SUPPLIED TEXT:
9. DCA's Report of the First Phase of the Enforcement Review in 2000 concluded that charging orders were fair, and recommended their availability in cases not in arrears "to close a loophole which allows debtors with large debts, paying small instalments, to benefit from the sale of a property without paying off the debt."


10. INFORMATION: I am delighted to see some flesh finally put on the bones of the information debate in the Bill, and strongly feel that the provision of information should be a priority, as it separates won't pays from can't pays. I wish to make three points. First the information as presently envisaged would only be available in default of the debtor giving the information and/or when attending court. This would certainly encourage many more debtors to attend, specifically to avoid objective information being made available, and in those cases creditors and the courts would be limited to the present second class information from the debtor, many of whom provide no 'hard' information, and some of whom deliberately misinform.

SHORT TASK 1: List every number that the enforcement text writes in digits.
SHORT TASK 2:
Answer from the enforcement text:
(a) In what year was the DCA's Report of the First Phase of the Enforcement Review?
(b) What does the provision of information separate?
(c) How many points does the writer wish to make?
SHORT TASK 3: Please extend the enforcement text, picking up right after its last sentence.
The data after this text is not needed for anything here.

GIVEN INFORMATION:

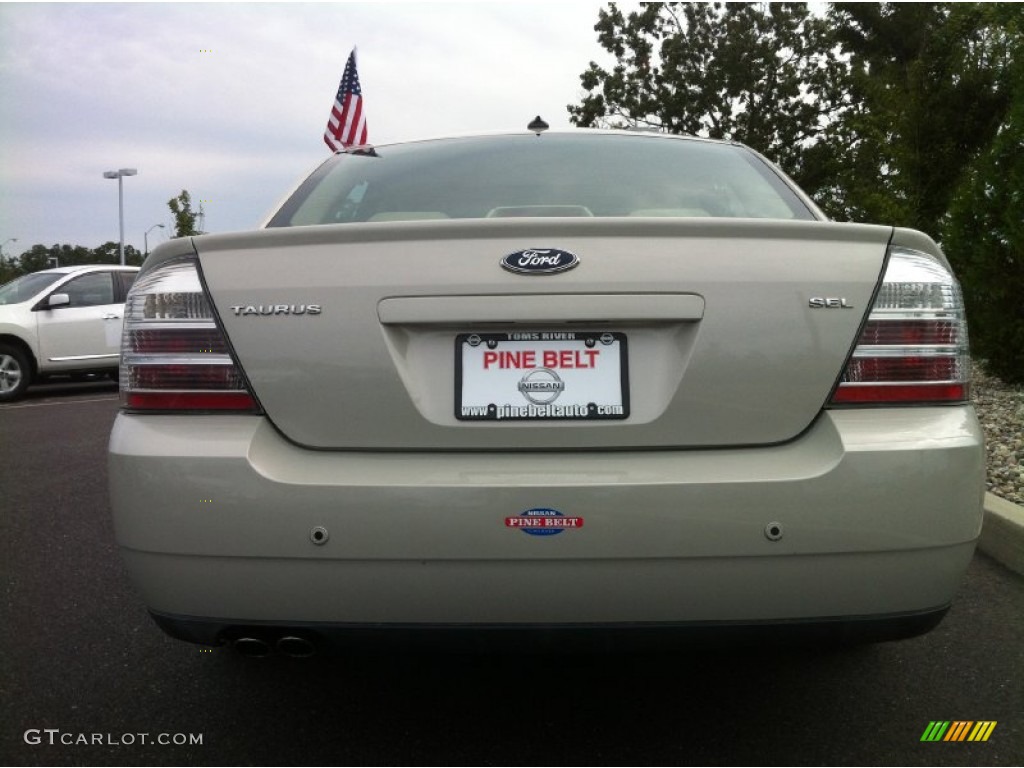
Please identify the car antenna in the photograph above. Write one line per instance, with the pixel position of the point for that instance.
(538, 125)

EXERCISE ANSWER 1: 9, 2000, 10

EXERCISE ANSWER 2:
(a) 2000
(b) Won't pays from can't pays
(c) Three

EXERCISE ANSWER 3:
11. I have always made clear that I am happy for the court alone to have information, rather than it being rendered unavailable because the creditor might misuse it, and I see that this approach is now specifically reflected in the Statement. For credibility the court must be able to check information offered by the debtor, not necessarily in every case, but to the extent necessary to persuade debtors to provide credible information and to tell the truth.


12. Second nothing has been mentioned about the cost of information, and I have misgivings about this, since the original suggestion was that orders would cost 100 or 150 each, which would be counterproductive. DCA has informed me that nothing has been finalised yet, but that the cost may well be based on the estimates offered by potential information suppliers, including the British Bankers Association and the utilities. If the level of charges is to be of the above order, I would like to see some proof of the genuine cost of producing it.


13. Further, these entities require information about their own debtors, and there is a large measure of self interest for them to provide information cheaply, and equally receive it cheaply from others. It seems more than possible that senior officers providing the cost quotations have not been in touch with their collection colleagues who will understand this correlation!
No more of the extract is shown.